Exercise aim: Give a verbatim quotation of every record.
********
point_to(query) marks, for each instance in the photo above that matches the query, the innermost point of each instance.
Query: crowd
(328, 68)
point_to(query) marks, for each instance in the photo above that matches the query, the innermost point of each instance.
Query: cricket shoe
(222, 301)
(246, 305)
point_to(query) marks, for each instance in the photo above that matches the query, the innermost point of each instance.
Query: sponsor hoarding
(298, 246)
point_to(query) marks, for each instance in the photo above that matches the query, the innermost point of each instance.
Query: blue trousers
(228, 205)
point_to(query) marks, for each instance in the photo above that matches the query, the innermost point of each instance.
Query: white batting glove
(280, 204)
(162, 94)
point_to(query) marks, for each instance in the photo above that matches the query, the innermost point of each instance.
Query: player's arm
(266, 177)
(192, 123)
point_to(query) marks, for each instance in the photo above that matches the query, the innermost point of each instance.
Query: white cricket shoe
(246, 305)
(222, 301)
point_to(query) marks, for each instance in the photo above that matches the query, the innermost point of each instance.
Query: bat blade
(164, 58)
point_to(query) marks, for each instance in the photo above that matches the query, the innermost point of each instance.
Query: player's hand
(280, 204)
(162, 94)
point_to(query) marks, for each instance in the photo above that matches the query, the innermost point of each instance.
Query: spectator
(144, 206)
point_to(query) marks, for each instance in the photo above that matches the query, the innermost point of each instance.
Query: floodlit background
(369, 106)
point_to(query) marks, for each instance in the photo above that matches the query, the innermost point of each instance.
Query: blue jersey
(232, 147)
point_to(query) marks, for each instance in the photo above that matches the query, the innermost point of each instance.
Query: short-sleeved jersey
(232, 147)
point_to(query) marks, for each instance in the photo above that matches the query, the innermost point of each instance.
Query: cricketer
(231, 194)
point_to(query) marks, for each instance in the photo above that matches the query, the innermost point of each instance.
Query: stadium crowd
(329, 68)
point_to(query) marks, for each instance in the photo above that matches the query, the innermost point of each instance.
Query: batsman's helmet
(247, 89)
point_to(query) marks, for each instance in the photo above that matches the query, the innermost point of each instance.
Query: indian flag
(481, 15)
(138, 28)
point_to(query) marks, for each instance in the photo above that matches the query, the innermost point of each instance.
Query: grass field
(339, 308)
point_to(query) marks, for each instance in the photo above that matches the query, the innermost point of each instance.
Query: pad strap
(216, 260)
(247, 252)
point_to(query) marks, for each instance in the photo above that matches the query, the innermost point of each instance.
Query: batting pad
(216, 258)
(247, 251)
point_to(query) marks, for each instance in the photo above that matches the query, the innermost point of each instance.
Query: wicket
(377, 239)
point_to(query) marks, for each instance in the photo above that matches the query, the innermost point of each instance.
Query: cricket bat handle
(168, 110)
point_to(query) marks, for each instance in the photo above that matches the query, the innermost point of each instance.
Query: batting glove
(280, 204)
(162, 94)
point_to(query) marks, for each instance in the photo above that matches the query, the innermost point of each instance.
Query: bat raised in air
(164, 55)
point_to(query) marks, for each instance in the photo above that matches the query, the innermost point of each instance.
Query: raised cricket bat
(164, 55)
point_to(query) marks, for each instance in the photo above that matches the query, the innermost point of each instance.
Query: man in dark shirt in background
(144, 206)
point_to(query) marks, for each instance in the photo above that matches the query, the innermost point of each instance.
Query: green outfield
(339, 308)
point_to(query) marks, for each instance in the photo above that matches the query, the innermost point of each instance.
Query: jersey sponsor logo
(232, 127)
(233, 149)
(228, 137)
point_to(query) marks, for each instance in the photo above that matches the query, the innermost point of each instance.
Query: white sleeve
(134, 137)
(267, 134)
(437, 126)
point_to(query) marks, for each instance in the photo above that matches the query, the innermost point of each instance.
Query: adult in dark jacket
********
Task result:
point_to(query) marks, for each instance in the photo above that matches the query, the innermost point of each instance.
Query: crowd
(328, 68)
point_to(query) marks, for each instance in the photo above that matches the query, the innermost point of each instance.
Query: cricket shoe
(222, 301)
(246, 305)
point_to(query) marks, for each instance in the photo above that matches the query, the innermost point of each instance.
Query: sponsor hoarding
(298, 246)
point_to(query) marks, for each instance in the photo above that matches the query, the innermost point of each instance.
Query: blue trousers
(228, 205)
point_to(query) marks, for each instance in the photo above that matches the query, the innermost point of each instance.
Query: white batting glove
(280, 204)
(162, 94)
point_to(query) marks, for each instance in the photo above that matches the query, the innermost point of each instance.
Query: player's arm
(266, 177)
(192, 123)
point_to(query) marks, for each instance in the photo above that matches the query, the innermost point of each instance.
Query: white cricket shoe
(246, 305)
(222, 301)
point_to(query) marks, for each instance in the photo above that matches the query, the innermost point of each instance.
Query: bat blade
(164, 58)
point_to(query) marks, for each instance in the photo above that matches the query, the innermost point of each instance.
Query: player's hand
(280, 204)
(162, 94)
point_to(query) marks, for each instance in the photo above that matches the query, the innermost point of each instance.
Query: spectator
(144, 206)
point_to(query) marks, for each instance in the photo above that matches the query, the innermost point of each instance.
Query: floodlit background
(369, 106)
point_to(query) marks, for each instance in the photo above that matches the query, the innermost point of each instance.
Query: blue jersey
(232, 147)
point_to(query) marks, for each instance in the photo above that matches the query, the innermost point of each instance.
Query: short-sleeved jersey
(232, 147)
point_to(query) marks, for each instance in the photo above that matches the query, the innermost point of each instance.
Query: cricketer
(231, 194)
point_to(query) marks, for each instance in the photo above that matches the query, the innermost point of each instance.
Query: stadium crowd
(329, 68)
point_to(query) marks, for each instance in the photo above that matches the query, the innermost point of each instance.
Query: batsman's helmet
(247, 89)
point_to(query) marks, for each instance in the photo above that matches the query, the innermost point of each instance.
Query: indian flag
(481, 15)
(138, 28)
point_to(query) marks, for each instance in the photo above that matches the query, the innermost point of each instance.
Query: grass field
(339, 308)
point_to(query) marks, for each instance in the photo above that matches the query, the innermost point of each instance.
Query: pad strap
(216, 260)
(247, 252)
point_to(query) marks, for each instance in the photo above that matches the query, the innermost point of each instance.
Query: batting pad
(216, 258)
(247, 251)
point_to(query) marks, for each instance in the photo above that matches the query, the innermost point of each instance.
Query: wicket
(377, 239)
point_to(query) marks, for each instance in the photo above that matches the query, the innermost point of each instance.
Query: cricket bat handle
(168, 110)
point_to(query) marks, for each instance in the photo above that matches the query, the innermost point of each instance.
Query: batting glove
(280, 204)
(162, 94)
point_to(query) marks, for each instance in the photo above that matches the query, the innermost point of each instance.
Query: bat raised in air
(164, 55)
point_to(query) marks, for each instance in the photo above that matches the query, the innermost point of each instance.
Query: raised cricket bat
(164, 55)
point_to(query) marks, for each instance in the photo above that matches the query, the innermost point of each instance.
Query: man in dark shirt in background
(144, 206)
point_to(query) marks, for each instance in the photo above that matches the query, the innermost point of each instance.
Query: green outfield
(339, 308)
point_to(query) marks, for each instance in the photo above that matches the query, the innermost point of each instance.
Query: jersey sponsor logo
(232, 127)
(233, 149)
(228, 137)
point_to(query) marks, for each instance in the photo above that matches the query, the innermost point of each instance.
Query: white sleeve
(134, 137)
(267, 134)
(437, 126)
point_to(query) marks, for each instance in the photo above that matches the query, the innermost point of each instance.
Query: adult in dark jacket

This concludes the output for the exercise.